» ASSIGNMENT: Line by line, transcribe all of the entries exactly.

----

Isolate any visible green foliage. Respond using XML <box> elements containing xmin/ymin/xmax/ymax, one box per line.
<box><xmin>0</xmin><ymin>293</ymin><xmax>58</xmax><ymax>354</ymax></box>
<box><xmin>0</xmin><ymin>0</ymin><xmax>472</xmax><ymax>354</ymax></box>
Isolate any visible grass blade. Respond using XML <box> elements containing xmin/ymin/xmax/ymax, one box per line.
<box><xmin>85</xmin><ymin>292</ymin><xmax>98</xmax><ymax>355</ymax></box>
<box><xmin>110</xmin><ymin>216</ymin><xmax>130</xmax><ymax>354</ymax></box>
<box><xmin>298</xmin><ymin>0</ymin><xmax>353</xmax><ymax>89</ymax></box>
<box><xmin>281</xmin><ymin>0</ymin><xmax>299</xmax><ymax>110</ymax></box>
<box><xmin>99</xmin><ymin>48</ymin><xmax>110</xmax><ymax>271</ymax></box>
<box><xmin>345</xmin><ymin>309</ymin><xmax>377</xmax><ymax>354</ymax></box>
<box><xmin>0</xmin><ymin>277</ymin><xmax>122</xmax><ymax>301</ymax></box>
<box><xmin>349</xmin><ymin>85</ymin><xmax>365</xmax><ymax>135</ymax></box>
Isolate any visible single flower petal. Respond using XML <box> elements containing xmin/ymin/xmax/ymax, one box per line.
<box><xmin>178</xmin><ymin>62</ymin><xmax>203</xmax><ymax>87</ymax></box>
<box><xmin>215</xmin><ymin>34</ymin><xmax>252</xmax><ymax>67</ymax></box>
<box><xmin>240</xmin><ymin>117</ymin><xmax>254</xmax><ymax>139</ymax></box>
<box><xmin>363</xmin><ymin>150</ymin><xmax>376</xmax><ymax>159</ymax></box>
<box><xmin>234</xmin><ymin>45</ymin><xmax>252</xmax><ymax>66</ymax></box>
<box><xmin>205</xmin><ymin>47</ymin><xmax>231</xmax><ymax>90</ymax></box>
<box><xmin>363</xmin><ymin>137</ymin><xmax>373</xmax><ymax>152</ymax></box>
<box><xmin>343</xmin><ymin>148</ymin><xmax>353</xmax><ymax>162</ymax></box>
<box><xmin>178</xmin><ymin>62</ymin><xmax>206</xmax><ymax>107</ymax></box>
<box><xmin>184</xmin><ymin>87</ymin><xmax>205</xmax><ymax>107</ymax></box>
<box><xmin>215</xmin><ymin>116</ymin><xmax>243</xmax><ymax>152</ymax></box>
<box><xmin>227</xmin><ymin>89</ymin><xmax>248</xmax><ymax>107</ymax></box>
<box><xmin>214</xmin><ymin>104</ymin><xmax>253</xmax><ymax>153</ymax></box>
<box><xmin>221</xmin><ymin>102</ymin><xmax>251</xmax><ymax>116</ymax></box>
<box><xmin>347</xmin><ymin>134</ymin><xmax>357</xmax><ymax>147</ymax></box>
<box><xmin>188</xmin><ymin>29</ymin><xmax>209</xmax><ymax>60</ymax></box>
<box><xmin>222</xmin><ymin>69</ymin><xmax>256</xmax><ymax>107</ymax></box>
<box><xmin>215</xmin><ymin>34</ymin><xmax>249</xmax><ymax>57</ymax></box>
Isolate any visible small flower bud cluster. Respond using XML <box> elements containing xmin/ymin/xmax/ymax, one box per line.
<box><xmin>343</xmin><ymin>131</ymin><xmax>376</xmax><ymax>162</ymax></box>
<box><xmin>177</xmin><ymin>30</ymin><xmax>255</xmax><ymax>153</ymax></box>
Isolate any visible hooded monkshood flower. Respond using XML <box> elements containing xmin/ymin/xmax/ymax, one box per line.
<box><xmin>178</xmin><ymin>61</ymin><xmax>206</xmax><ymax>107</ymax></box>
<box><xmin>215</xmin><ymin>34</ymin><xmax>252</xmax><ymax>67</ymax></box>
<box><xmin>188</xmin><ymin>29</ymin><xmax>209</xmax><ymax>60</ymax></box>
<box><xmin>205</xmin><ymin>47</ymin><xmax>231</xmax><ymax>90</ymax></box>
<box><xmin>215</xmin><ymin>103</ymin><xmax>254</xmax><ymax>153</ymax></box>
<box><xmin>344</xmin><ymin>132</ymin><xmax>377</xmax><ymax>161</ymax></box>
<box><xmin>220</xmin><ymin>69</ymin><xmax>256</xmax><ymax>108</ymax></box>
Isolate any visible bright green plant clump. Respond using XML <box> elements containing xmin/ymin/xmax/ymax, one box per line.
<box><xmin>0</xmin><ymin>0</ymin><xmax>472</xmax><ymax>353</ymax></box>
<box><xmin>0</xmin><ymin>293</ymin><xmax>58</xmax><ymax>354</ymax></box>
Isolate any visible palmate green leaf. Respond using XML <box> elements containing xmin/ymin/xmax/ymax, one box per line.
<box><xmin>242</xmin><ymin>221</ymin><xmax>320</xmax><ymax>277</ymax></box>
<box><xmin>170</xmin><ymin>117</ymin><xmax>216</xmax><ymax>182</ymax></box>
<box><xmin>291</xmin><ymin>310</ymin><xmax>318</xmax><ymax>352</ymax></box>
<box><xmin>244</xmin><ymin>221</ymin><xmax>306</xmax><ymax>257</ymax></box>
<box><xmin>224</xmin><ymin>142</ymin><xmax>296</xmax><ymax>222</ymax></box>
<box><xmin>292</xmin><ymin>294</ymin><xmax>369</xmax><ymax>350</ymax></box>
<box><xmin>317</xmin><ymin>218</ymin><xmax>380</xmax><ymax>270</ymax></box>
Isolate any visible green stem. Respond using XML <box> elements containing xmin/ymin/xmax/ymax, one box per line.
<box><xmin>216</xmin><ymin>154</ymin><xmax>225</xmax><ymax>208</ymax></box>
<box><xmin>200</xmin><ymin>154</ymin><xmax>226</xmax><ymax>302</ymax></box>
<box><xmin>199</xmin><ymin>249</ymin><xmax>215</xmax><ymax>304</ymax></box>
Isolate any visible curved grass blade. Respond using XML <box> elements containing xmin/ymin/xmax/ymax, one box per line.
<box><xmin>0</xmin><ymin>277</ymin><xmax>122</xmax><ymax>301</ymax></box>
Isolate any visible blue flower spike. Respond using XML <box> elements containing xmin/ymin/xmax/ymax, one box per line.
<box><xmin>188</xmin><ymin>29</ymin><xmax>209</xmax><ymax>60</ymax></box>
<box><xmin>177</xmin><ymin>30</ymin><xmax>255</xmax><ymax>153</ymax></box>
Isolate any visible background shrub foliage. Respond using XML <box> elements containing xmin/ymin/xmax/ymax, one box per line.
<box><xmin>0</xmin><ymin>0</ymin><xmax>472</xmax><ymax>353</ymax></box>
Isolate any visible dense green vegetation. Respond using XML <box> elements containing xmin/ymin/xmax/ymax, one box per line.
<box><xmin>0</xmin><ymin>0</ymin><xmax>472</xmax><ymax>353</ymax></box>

----

» ANSWER BOX:
Isolate any visible green foliage. Respond using XML <box> elements containing xmin/ymin/xmax/ymax, one box per line.
<box><xmin>0</xmin><ymin>293</ymin><xmax>58</xmax><ymax>354</ymax></box>
<box><xmin>0</xmin><ymin>0</ymin><xmax>472</xmax><ymax>354</ymax></box>
Isolate any visible grass blade. Respond using XML <box> elements containing xmin/ymin/xmax/ymax, one box per line.
<box><xmin>85</xmin><ymin>292</ymin><xmax>98</xmax><ymax>355</ymax></box>
<box><xmin>110</xmin><ymin>216</ymin><xmax>130</xmax><ymax>354</ymax></box>
<box><xmin>298</xmin><ymin>0</ymin><xmax>353</xmax><ymax>89</ymax></box>
<box><xmin>281</xmin><ymin>0</ymin><xmax>299</xmax><ymax>110</ymax></box>
<box><xmin>99</xmin><ymin>48</ymin><xmax>110</xmax><ymax>271</ymax></box>
<box><xmin>345</xmin><ymin>309</ymin><xmax>377</xmax><ymax>354</ymax></box>
<box><xmin>0</xmin><ymin>277</ymin><xmax>122</xmax><ymax>301</ymax></box>
<box><xmin>349</xmin><ymin>85</ymin><xmax>365</xmax><ymax>135</ymax></box>
Isolate any visible single flower petal. Respond using XML <box> elements containing xmin/ymin/xmax/ymax, one box per line.
<box><xmin>178</xmin><ymin>62</ymin><xmax>203</xmax><ymax>87</ymax></box>
<box><xmin>215</xmin><ymin>34</ymin><xmax>252</xmax><ymax>67</ymax></box>
<box><xmin>240</xmin><ymin>117</ymin><xmax>254</xmax><ymax>139</ymax></box>
<box><xmin>363</xmin><ymin>150</ymin><xmax>376</xmax><ymax>159</ymax></box>
<box><xmin>234</xmin><ymin>45</ymin><xmax>252</xmax><ymax>66</ymax></box>
<box><xmin>205</xmin><ymin>47</ymin><xmax>231</xmax><ymax>90</ymax></box>
<box><xmin>363</xmin><ymin>137</ymin><xmax>373</xmax><ymax>152</ymax></box>
<box><xmin>343</xmin><ymin>148</ymin><xmax>353</xmax><ymax>162</ymax></box>
<box><xmin>178</xmin><ymin>62</ymin><xmax>206</xmax><ymax>107</ymax></box>
<box><xmin>184</xmin><ymin>87</ymin><xmax>205</xmax><ymax>107</ymax></box>
<box><xmin>215</xmin><ymin>116</ymin><xmax>243</xmax><ymax>152</ymax></box>
<box><xmin>227</xmin><ymin>89</ymin><xmax>248</xmax><ymax>107</ymax></box>
<box><xmin>214</xmin><ymin>104</ymin><xmax>253</xmax><ymax>153</ymax></box>
<box><xmin>221</xmin><ymin>102</ymin><xmax>251</xmax><ymax>116</ymax></box>
<box><xmin>347</xmin><ymin>134</ymin><xmax>357</xmax><ymax>147</ymax></box>
<box><xmin>188</xmin><ymin>29</ymin><xmax>209</xmax><ymax>60</ymax></box>
<box><xmin>222</xmin><ymin>69</ymin><xmax>256</xmax><ymax>107</ymax></box>
<box><xmin>215</xmin><ymin>34</ymin><xmax>249</xmax><ymax>57</ymax></box>
Isolate any visible small flower bud cluster. Respond using XML <box> elements containing xmin/ymin/xmax/ymax, one box per line.
<box><xmin>343</xmin><ymin>131</ymin><xmax>376</xmax><ymax>162</ymax></box>
<box><xmin>177</xmin><ymin>30</ymin><xmax>255</xmax><ymax>153</ymax></box>
Isolate any visible hooded monkshood flower. Respond using XML <box> elements containing xmin/ymin/xmax/ymax, one box per line.
<box><xmin>178</xmin><ymin>61</ymin><xmax>206</xmax><ymax>107</ymax></box>
<box><xmin>215</xmin><ymin>34</ymin><xmax>252</xmax><ymax>67</ymax></box>
<box><xmin>188</xmin><ymin>29</ymin><xmax>209</xmax><ymax>60</ymax></box>
<box><xmin>205</xmin><ymin>47</ymin><xmax>231</xmax><ymax>90</ymax></box>
<box><xmin>215</xmin><ymin>103</ymin><xmax>254</xmax><ymax>153</ymax></box>
<box><xmin>344</xmin><ymin>132</ymin><xmax>377</xmax><ymax>161</ymax></box>
<box><xmin>220</xmin><ymin>69</ymin><xmax>256</xmax><ymax>108</ymax></box>
Isolate any visible bright green plant clump. Respond using XML <box> elements containing xmin/ymin/xmax/ymax, one box per line.
<box><xmin>0</xmin><ymin>0</ymin><xmax>472</xmax><ymax>353</ymax></box>
<box><xmin>0</xmin><ymin>293</ymin><xmax>58</xmax><ymax>354</ymax></box>
Isolate any visible palmate green leaf. Respond using XML <box> elements containing xmin/ymin/xmax/ymax, one box per line.
<box><xmin>242</xmin><ymin>221</ymin><xmax>320</xmax><ymax>277</ymax></box>
<box><xmin>170</xmin><ymin>117</ymin><xmax>216</xmax><ymax>182</ymax></box>
<box><xmin>291</xmin><ymin>310</ymin><xmax>318</xmax><ymax>352</ymax></box>
<box><xmin>244</xmin><ymin>221</ymin><xmax>306</xmax><ymax>257</ymax></box>
<box><xmin>224</xmin><ymin>142</ymin><xmax>296</xmax><ymax>222</ymax></box>
<box><xmin>292</xmin><ymin>294</ymin><xmax>369</xmax><ymax>350</ymax></box>
<box><xmin>317</xmin><ymin>218</ymin><xmax>380</xmax><ymax>270</ymax></box>
Isolate any visible green stem. Respond using XML <box> elements containing xmin/ymin/xmax/ymax, one box per line.
<box><xmin>216</xmin><ymin>154</ymin><xmax>225</xmax><ymax>208</ymax></box>
<box><xmin>200</xmin><ymin>154</ymin><xmax>226</xmax><ymax>302</ymax></box>
<box><xmin>199</xmin><ymin>249</ymin><xmax>215</xmax><ymax>304</ymax></box>
Isolate any visible curved grass blade. Respond using XML <box> elements containing xmin/ymin/xmax/ymax, one box per line.
<box><xmin>0</xmin><ymin>277</ymin><xmax>122</xmax><ymax>301</ymax></box>
Isolate any visible blue flower spike. Respond using XML <box> elements containing xmin/ymin/xmax/ymax, one box per line.
<box><xmin>188</xmin><ymin>29</ymin><xmax>209</xmax><ymax>60</ymax></box>
<box><xmin>177</xmin><ymin>30</ymin><xmax>255</xmax><ymax>153</ymax></box>
Isolate any visible background shrub foliage. Respond using XML <box> elements containing xmin/ymin/xmax/ymax, one box per line.
<box><xmin>0</xmin><ymin>0</ymin><xmax>472</xmax><ymax>353</ymax></box>
Isolate any visible dense green vegetation. Respond using XML <box> elements containing xmin/ymin/xmax/ymax, one box per line.
<box><xmin>0</xmin><ymin>0</ymin><xmax>472</xmax><ymax>353</ymax></box>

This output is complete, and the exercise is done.